For a long time expert knowledge has been held in the highest regard, in business and society generally. Knowledge workers are seen as the engine of economic growth and talent and leaders have been hired and promoted based primarily on their knowledge and learned experience.

Because knowledge is about facts and ideas acquired through study and experience, many organizations have invested huge sums in developing the knowledge of their managers and leaders as a source of competitive advantage. This has included sending them to expensive B-school programs to get MBAs or similar qualifications, the former often being regarded as the “gold standard” of management know-how.

Let’s not kid ourselves. Expert power based on specialized knowledge acquired through education and experience is still regarded as a key source of power and influence for managers and leaders alike and, together with authority, it is actively developed, encouraged and rewarded. However, will it continue to be an enduring source of influence in the digital age?

There are several trends we are seeing that are likely to undermine knowledge as a source of enduring advantage for managers and leaders. In fact, we are already seeing the profound impact of some of these forces.

Knowledge is more widely available than ever before

Ask the millennials how they access knowledge and you’ll find that most get more from their peers and online sources like Google and Wiki than they do from so-called “experts” and people in positions of authority. Knowledge is now highly democratized. It is more accessible than ever before, thanks to the Internet, social media and, in recent years, the power of AI and machine learning technologies.

Trust in knowledge is fragile at best

There is a growing distrust of established wisdom and knowledge and declining respect for expert opinion from people in powerful positions. This is evident in all facets of society, including business and politics. For example, in the recent Brexit referendum, the guidance and advice of so-called experts like economists, lawyers and international trade advisors, were roundly ignored and even drew fierce criticism from many people. Even the advice of then President of the US, Obama, was largely ignored by a significant proportion of voters.

Insight is replacing knowledge as the key source of advantage

Traditional knowledge is being replaced by insight as the key source of power and influence. Unlike knowledge, insight is the “capacity to gain an accurate and deep understanding of someone or something” (Oxford Dictionary, 2019). It’s about a deeper level of knowing and sense-making, taking one’s ever-changing context into account. It’s about grasping how knowledge is created and what it means, including how it might change in future.

## [SUPPLIED RECORDS]
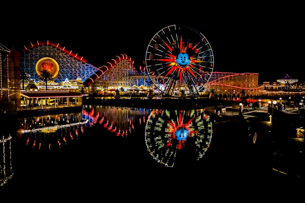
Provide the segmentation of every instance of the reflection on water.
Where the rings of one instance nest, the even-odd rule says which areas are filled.
[[[235,133],[233,138],[226,133],[232,131],[219,125],[217,132],[217,126],[213,126],[212,138],[215,124],[202,109],[88,105],[80,112],[18,119],[16,122],[16,129],[6,128],[9,130],[2,131],[0,139],[0,186],[9,184],[10,189],[33,181],[47,187],[50,182],[64,183],[67,187],[79,181],[87,185],[93,178],[104,181],[104,170],[112,178],[118,177],[119,181],[126,174],[167,174],[164,170],[172,172],[197,163],[201,173],[203,168],[207,171],[219,169],[219,174],[224,176],[228,171],[245,172],[246,160],[252,166],[252,157],[248,156],[252,148],[244,144],[244,134],[236,130],[239,125],[229,126]],[[232,140],[234,150],[229,154],[228,144]],[[265,155],[262,153],[260,157]]]
[[[147,121],[145,137],[154,158],[173,167],[176,162],[202,157],[210,146],[212,134],[210,116],[203,109],[154,109]]]
[[[127,136],[134,129],[135,123],[144,124],[150,110],[109,106],[85,106],[83,114],[92,126],[97,124],[117,136]]]
[[[0,139],[0,186],[3,185],[13,177],[11,153],[12,137],[3,135]]]
[[[61,148],[78,139],[88,122],[79,113],[26,118],[19,121],[18,132],[27,146],[39,149]]]

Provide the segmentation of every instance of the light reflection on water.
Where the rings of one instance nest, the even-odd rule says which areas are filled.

## [WHAT IS EXPECTED]
Reproduce the section of the passage on expert knowledge from "Because knowledge is" down to "of management know-how.", substituting "business school" for "B-school".

## [FINAL ANSWER]
Because knowledge is about facts and ideas acquired through study and experience, many organizations have invested huge sums in developing the knowledge of their managers and leaders as a source of competitive advantage. This has included sending them to expensive business school programs to get MBAs or similar qualifications, the former often being regarded as the “gold standard” of management know-how.